Exercise description = Copy out the part of the data below that starts with the line containing "For the scouting record, return for every instance of the skate" and runs to the end of the data, including both ends. Shift every coordinate in the answers up by 142 and leave everything else unchanged.

— Start Entries provided —

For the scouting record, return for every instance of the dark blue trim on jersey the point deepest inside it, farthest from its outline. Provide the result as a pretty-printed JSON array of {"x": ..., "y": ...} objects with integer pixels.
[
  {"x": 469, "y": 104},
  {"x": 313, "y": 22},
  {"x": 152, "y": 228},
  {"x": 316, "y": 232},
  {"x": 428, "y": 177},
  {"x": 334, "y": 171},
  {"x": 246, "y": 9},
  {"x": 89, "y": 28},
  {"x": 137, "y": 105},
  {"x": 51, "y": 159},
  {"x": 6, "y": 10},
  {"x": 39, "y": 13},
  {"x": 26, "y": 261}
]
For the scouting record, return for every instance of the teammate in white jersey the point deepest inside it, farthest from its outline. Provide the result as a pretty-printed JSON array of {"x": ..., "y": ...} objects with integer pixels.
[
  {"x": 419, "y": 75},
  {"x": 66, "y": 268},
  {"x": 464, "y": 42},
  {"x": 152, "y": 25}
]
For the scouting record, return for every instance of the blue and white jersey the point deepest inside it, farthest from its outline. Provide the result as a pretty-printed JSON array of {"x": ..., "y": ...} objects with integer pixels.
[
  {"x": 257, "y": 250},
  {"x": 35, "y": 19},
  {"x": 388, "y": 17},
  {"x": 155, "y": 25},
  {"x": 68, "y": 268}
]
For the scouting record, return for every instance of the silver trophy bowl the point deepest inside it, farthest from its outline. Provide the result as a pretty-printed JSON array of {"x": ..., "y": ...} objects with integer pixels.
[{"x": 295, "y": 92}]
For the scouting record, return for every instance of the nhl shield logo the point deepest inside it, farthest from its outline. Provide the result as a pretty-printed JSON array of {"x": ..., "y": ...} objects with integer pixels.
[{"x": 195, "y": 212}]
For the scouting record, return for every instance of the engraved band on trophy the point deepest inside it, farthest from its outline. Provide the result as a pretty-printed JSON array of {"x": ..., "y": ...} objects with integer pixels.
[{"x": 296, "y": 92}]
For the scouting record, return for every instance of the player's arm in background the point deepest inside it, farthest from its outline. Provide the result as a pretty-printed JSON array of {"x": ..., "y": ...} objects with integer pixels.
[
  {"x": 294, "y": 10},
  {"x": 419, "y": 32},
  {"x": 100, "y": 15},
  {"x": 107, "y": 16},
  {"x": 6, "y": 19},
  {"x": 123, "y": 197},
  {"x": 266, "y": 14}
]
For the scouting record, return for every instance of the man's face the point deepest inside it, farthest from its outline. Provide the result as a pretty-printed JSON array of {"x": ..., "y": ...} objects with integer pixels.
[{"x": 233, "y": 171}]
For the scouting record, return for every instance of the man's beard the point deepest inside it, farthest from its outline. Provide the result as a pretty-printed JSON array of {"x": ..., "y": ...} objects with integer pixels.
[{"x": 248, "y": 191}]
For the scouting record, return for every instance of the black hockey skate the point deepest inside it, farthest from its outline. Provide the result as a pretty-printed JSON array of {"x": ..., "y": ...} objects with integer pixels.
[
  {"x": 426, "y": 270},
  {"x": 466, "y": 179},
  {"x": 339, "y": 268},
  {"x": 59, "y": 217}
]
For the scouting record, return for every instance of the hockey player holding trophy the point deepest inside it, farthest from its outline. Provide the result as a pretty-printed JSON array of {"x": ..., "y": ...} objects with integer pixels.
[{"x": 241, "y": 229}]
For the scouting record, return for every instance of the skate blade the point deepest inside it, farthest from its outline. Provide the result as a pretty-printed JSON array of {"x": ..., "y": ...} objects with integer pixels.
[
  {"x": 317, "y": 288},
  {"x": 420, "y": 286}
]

— End Entries provided —

Written solution =
For the scouting record, return for every instance of the skate blade the point deepest inside it, farthest from its outline. Provide the result as a pretty-printed JSON array of {"x": ..., "y": ...} objects with integer pixels.
[
  {"x": 459, "y": 430},
  {"x": 562, "y": 428}
]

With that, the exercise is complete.